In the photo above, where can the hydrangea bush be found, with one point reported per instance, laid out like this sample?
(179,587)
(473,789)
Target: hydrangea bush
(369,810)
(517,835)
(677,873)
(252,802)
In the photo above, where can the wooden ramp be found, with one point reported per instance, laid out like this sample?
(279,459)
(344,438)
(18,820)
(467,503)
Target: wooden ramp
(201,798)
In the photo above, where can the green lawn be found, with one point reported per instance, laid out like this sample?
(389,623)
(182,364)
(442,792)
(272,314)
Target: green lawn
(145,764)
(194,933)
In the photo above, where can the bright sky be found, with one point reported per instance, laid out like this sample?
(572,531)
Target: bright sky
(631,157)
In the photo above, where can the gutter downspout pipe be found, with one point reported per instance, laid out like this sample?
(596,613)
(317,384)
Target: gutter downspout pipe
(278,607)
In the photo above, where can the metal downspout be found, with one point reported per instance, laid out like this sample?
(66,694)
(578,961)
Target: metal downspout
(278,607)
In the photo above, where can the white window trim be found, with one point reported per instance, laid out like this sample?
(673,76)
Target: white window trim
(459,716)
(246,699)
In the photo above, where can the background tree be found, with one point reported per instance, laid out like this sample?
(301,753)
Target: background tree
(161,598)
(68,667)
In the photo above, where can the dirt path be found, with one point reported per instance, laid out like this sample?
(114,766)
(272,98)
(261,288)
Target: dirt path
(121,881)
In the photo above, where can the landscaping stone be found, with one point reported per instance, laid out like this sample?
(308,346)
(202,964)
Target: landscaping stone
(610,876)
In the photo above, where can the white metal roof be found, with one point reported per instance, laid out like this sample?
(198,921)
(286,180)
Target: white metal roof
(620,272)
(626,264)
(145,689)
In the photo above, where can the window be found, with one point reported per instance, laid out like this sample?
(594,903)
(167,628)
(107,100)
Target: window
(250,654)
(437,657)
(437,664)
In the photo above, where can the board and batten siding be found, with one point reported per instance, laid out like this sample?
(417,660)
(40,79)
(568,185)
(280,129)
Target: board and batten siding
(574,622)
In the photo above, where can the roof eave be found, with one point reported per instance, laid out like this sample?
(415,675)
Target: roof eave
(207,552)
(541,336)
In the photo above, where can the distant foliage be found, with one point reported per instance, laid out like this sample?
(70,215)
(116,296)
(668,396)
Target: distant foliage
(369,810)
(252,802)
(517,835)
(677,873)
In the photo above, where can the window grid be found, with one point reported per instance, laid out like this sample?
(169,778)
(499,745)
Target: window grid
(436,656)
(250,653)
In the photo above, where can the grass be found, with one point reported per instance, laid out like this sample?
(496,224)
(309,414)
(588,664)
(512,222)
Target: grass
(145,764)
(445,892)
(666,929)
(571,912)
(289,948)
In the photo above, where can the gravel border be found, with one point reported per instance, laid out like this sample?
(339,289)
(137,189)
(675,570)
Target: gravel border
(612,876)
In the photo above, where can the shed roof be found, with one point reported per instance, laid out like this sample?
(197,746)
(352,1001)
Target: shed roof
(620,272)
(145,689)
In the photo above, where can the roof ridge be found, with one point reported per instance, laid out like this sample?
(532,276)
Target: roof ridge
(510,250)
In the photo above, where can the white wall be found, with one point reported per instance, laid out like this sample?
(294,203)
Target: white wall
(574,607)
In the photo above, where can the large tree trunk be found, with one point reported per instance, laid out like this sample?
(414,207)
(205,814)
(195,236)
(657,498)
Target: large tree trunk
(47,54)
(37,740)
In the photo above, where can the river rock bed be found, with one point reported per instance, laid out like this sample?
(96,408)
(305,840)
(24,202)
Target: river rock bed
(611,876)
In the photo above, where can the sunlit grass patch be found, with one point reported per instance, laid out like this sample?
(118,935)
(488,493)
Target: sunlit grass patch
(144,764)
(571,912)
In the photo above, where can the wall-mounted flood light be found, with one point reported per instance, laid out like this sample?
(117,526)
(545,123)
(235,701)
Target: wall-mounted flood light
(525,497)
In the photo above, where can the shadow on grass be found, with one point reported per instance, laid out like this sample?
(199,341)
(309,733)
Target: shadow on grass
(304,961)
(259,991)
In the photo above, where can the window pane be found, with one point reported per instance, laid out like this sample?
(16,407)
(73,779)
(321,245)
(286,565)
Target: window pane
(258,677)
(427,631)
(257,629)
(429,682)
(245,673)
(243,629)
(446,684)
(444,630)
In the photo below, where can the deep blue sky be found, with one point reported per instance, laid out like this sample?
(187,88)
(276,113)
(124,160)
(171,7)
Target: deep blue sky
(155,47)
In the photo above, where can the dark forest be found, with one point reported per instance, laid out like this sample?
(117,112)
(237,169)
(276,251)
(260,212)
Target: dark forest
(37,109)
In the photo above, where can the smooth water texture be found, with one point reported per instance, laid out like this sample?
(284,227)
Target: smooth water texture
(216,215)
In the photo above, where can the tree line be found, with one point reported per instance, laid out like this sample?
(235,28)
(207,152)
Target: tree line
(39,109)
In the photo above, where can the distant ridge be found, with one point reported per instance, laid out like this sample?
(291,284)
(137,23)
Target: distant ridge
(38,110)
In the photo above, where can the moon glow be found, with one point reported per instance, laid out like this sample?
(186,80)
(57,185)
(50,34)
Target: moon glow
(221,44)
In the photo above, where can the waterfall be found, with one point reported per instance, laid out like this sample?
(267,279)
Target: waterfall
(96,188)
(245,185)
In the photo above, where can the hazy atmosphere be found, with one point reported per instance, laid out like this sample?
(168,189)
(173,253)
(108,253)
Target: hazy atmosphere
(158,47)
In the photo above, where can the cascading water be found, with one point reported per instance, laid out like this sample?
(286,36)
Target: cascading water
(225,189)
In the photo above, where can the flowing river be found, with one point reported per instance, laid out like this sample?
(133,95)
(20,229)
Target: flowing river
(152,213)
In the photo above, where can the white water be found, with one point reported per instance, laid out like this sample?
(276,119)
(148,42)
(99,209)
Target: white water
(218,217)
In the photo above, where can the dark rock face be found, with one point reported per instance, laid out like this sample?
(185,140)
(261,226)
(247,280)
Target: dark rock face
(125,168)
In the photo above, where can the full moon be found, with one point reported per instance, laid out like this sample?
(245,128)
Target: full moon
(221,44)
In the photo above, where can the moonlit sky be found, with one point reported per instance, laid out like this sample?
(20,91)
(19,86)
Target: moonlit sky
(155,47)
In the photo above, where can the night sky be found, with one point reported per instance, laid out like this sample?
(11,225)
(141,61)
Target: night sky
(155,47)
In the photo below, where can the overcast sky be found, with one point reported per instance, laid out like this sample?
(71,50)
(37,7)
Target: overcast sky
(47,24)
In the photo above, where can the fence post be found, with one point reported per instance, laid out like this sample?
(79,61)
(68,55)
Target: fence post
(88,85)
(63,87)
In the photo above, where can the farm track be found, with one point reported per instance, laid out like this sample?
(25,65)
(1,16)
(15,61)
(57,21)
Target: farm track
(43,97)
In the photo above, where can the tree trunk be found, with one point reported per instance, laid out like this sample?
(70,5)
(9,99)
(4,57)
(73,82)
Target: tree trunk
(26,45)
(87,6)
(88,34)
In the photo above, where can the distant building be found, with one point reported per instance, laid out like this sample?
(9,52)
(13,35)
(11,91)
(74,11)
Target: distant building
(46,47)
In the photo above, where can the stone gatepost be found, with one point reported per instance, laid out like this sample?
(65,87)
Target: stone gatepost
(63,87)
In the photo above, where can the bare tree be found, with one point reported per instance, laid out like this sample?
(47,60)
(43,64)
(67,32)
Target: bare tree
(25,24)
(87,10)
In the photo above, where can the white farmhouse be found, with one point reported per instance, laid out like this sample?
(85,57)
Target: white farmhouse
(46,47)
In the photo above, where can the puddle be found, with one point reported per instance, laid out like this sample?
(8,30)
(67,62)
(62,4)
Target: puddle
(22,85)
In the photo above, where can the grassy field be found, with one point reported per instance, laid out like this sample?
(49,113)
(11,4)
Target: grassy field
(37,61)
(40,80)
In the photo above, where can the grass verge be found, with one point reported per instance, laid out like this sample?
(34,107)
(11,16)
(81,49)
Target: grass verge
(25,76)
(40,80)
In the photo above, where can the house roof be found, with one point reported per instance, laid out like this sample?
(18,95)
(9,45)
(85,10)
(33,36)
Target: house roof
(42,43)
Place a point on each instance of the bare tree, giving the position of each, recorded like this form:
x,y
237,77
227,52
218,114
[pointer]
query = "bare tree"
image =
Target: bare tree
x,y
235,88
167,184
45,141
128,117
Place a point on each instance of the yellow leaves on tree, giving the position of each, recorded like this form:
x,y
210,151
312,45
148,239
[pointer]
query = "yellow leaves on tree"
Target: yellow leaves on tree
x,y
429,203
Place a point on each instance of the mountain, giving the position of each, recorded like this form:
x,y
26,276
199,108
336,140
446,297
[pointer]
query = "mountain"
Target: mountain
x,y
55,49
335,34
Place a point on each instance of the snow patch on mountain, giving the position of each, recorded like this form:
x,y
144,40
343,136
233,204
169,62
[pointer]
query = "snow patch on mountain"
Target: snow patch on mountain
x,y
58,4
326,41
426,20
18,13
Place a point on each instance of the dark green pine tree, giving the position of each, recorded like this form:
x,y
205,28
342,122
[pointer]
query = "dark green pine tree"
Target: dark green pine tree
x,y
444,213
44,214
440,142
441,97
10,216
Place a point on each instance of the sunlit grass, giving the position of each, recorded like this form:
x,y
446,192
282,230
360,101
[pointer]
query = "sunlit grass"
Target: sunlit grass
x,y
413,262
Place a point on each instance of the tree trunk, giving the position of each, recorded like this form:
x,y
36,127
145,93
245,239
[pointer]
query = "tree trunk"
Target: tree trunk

WHAT YOU ARE ASKED TO DO
Report all lines of the data that include the word "form".

EXERCISE RESULT
Place a point on each instance of the bare tree, giving the position of each, recorded like this form:
Place a point on each instance of the yellow leaves on tree, giving the position of each, recorded like this form:
Place a point on each instance of the mountain, giving the position of each, recorded like this form:
Place a point on each instance of the snow patch on mountain, giving the position of each, recorded like this form:
Place a point on each instance of the dark green pine tree, giving the position of each, recorded like this form:
Place a point on each instance of the sunlit grass, giving the position of each, recorded like this form:
Place a point on each instance of the tree trunk, giving the position of each, recorded like this form:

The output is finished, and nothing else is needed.